Collected data entries

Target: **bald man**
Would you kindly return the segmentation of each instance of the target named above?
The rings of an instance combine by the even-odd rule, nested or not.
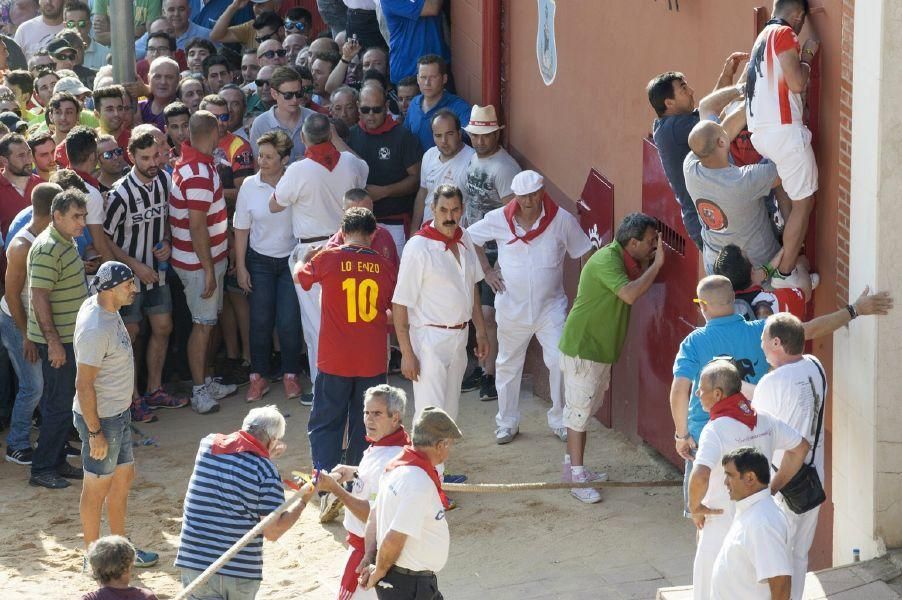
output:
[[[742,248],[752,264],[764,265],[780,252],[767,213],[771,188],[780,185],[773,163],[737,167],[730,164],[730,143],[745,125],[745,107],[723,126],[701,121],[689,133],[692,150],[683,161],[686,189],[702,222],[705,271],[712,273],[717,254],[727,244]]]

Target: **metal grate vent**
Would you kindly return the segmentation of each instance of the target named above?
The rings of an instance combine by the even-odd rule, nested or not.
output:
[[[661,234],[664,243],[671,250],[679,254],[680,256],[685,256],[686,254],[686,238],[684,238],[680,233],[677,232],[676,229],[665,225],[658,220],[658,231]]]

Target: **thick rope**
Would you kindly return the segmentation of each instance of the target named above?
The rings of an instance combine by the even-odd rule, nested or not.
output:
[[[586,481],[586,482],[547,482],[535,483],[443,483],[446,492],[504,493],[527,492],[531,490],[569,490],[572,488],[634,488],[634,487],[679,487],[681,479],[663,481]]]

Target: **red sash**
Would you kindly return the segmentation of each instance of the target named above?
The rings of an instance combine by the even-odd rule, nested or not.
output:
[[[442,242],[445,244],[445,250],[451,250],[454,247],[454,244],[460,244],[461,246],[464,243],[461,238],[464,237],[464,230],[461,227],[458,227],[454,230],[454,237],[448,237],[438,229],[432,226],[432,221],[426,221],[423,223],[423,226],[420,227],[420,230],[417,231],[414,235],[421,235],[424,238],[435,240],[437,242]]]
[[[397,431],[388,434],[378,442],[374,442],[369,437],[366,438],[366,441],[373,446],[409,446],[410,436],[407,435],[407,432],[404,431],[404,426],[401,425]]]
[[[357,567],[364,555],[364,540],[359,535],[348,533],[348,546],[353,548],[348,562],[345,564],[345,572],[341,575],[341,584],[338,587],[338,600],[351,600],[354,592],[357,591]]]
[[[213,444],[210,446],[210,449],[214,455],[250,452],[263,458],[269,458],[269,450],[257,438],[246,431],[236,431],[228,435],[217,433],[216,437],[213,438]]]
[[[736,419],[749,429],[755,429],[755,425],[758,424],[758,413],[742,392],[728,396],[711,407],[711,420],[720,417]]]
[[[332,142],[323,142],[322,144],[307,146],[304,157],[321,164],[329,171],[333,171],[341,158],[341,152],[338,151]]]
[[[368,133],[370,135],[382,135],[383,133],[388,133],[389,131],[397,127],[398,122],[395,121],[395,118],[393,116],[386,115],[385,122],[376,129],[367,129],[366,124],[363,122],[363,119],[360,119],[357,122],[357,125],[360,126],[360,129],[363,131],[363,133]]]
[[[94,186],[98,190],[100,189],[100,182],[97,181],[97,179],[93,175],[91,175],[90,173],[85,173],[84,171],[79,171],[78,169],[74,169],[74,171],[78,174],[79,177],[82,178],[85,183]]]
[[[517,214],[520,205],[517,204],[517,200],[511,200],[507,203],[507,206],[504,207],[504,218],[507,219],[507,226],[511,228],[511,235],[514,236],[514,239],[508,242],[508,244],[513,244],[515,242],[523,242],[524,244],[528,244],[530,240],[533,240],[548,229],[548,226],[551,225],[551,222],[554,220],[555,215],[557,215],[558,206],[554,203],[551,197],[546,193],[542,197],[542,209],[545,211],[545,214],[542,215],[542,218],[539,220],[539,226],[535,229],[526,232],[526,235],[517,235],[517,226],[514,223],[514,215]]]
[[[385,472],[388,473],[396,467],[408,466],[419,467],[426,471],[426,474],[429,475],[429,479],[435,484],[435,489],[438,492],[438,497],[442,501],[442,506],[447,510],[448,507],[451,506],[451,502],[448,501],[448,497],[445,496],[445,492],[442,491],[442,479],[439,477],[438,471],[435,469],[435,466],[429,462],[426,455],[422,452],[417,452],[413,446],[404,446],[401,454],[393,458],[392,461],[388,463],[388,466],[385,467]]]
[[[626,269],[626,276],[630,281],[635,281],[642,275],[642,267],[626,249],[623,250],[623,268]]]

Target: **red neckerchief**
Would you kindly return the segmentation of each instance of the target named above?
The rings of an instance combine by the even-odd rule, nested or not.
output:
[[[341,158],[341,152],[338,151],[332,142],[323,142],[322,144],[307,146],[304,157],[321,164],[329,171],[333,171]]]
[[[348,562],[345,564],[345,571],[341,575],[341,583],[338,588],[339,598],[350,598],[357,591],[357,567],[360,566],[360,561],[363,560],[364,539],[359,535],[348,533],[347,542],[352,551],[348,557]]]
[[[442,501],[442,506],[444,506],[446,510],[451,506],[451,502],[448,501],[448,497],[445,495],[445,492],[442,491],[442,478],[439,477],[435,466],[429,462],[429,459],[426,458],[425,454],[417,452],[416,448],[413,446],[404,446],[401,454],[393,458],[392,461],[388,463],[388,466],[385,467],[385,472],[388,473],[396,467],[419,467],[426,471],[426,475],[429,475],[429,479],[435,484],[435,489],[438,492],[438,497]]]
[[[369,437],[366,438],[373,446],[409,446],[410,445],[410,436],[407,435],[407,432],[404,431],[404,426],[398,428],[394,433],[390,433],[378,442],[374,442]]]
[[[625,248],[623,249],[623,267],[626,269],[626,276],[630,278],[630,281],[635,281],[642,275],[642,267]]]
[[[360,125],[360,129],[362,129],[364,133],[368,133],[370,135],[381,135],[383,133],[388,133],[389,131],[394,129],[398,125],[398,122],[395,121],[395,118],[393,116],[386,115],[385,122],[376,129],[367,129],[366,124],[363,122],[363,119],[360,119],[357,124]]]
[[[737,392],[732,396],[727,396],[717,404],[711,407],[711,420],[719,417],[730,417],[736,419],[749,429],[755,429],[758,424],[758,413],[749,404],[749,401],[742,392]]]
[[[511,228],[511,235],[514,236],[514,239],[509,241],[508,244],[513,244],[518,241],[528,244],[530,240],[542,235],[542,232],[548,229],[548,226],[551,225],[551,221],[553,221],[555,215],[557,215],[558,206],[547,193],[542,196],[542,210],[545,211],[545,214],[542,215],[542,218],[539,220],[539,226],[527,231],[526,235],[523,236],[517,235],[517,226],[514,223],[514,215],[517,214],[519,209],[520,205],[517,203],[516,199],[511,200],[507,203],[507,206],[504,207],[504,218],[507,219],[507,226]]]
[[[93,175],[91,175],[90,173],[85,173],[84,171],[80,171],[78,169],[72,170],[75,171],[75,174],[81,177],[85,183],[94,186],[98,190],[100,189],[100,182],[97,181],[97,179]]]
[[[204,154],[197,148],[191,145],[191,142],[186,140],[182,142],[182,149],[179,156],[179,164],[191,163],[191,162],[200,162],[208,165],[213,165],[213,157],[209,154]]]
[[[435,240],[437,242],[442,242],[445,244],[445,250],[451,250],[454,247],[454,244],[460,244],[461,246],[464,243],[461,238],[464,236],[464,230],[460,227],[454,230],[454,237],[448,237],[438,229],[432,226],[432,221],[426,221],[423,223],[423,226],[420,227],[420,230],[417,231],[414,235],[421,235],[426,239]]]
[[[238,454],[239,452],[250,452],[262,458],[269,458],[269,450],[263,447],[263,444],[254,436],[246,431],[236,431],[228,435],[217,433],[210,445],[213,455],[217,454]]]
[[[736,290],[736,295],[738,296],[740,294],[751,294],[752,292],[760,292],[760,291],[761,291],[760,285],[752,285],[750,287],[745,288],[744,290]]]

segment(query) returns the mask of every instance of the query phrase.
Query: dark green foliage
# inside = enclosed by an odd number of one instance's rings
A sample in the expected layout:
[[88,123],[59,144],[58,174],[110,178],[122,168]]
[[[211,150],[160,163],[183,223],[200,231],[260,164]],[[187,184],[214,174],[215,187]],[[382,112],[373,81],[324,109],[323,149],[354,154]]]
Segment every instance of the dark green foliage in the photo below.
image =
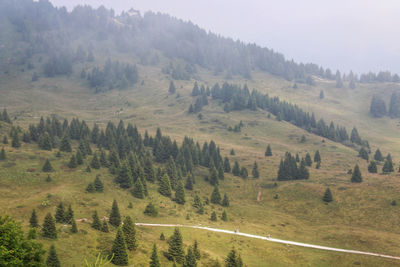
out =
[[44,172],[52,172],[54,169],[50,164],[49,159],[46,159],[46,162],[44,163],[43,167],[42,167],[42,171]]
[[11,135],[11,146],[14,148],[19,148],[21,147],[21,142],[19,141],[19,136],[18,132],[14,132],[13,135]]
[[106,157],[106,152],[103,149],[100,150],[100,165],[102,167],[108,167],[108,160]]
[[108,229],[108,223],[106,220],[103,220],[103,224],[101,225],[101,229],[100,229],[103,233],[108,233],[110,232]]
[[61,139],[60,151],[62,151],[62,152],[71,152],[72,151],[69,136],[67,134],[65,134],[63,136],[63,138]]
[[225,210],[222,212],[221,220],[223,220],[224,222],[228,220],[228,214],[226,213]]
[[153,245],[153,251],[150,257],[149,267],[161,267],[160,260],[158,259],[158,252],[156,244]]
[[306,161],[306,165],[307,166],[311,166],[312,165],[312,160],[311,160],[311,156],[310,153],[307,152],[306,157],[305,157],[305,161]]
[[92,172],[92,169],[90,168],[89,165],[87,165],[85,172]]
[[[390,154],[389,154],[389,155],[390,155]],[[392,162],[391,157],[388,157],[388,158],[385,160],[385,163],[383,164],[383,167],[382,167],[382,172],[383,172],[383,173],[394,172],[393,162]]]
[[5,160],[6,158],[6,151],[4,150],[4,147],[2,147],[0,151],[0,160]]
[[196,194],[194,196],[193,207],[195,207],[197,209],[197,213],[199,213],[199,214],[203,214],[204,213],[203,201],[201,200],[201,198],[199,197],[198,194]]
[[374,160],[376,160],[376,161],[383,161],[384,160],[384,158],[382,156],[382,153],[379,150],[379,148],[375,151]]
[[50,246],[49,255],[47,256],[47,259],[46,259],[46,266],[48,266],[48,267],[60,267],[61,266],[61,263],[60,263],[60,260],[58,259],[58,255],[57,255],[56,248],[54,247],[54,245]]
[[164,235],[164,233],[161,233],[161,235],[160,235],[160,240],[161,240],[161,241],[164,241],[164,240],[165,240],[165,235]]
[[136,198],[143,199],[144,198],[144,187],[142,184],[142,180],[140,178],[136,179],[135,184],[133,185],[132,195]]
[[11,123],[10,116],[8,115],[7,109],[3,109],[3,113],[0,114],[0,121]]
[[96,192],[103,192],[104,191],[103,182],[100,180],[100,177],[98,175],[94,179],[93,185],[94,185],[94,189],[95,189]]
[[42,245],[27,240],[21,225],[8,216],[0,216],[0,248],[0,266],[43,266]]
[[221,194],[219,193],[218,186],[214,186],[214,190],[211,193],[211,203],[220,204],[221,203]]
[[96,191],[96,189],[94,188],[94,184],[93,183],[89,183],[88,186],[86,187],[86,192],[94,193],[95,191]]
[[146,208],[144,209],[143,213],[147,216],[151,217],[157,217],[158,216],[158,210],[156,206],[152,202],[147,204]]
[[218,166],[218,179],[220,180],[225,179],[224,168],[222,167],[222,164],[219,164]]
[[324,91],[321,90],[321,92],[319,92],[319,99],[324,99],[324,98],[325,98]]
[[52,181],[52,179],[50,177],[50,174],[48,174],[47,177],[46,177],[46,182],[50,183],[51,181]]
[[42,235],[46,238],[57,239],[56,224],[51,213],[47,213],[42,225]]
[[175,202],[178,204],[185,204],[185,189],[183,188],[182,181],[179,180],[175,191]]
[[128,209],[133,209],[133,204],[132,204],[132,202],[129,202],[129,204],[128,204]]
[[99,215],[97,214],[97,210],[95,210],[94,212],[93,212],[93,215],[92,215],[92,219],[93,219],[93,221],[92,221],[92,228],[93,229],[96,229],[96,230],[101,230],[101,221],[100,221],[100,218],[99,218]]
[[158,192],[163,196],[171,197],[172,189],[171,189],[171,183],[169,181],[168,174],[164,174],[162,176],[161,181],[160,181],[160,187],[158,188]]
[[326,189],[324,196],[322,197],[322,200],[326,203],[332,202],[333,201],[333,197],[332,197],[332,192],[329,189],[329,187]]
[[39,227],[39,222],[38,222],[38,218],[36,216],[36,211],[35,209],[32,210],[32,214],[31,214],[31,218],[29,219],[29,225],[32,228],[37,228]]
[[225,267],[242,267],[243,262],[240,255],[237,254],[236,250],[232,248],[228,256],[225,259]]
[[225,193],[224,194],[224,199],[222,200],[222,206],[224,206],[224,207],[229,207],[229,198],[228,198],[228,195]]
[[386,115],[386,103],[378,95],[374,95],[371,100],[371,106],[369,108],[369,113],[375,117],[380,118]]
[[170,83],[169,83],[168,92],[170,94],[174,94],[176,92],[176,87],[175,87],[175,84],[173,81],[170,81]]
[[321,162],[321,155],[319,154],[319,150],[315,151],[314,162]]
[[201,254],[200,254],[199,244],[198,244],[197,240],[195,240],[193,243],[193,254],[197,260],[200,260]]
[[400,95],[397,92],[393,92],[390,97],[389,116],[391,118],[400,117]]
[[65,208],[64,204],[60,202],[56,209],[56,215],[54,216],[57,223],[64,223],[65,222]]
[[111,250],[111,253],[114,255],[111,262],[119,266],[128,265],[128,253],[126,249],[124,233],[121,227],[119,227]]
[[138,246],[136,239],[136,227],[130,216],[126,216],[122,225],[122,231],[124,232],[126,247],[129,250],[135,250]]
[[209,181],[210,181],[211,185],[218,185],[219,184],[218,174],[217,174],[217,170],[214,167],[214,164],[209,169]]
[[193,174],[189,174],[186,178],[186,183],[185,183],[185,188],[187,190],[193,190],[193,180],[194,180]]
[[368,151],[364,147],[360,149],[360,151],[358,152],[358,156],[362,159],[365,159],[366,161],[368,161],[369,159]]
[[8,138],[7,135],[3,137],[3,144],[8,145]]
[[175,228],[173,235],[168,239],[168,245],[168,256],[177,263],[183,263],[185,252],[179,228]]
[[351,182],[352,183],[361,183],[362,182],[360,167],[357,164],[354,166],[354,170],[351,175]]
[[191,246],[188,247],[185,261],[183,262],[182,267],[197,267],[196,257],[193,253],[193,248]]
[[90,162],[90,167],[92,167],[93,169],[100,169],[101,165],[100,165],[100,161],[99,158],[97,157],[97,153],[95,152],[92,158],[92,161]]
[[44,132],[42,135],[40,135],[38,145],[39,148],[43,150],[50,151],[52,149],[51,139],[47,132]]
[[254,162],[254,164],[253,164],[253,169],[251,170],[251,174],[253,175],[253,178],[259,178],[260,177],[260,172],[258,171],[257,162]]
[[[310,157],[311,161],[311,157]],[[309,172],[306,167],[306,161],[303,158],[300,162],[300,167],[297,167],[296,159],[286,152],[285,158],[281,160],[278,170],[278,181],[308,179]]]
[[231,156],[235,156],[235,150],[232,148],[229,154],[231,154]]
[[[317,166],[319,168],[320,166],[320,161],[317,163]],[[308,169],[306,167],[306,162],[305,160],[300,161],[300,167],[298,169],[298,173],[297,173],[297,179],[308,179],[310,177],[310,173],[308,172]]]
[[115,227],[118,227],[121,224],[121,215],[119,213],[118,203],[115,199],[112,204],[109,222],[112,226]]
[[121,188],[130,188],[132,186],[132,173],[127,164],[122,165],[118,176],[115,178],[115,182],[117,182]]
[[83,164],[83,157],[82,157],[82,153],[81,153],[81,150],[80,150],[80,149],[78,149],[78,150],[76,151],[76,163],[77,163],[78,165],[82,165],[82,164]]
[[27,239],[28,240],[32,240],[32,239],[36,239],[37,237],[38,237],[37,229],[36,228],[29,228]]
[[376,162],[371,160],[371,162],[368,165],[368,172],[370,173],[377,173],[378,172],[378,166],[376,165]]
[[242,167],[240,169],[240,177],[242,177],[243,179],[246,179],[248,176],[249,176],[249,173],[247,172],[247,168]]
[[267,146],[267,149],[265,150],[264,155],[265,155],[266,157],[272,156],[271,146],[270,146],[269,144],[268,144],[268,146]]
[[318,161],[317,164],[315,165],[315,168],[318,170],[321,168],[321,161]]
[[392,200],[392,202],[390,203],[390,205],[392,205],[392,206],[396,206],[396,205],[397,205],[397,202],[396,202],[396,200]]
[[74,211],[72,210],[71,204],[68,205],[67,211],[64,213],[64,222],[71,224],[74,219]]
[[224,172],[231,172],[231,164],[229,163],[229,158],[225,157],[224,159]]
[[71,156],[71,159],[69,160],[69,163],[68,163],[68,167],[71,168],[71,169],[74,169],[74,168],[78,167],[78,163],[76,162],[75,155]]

**EXERCISE**
An answer consisting of the number alone is required: how many lines in the entries hold the string "every"?

**WORKED SOLUTION**
2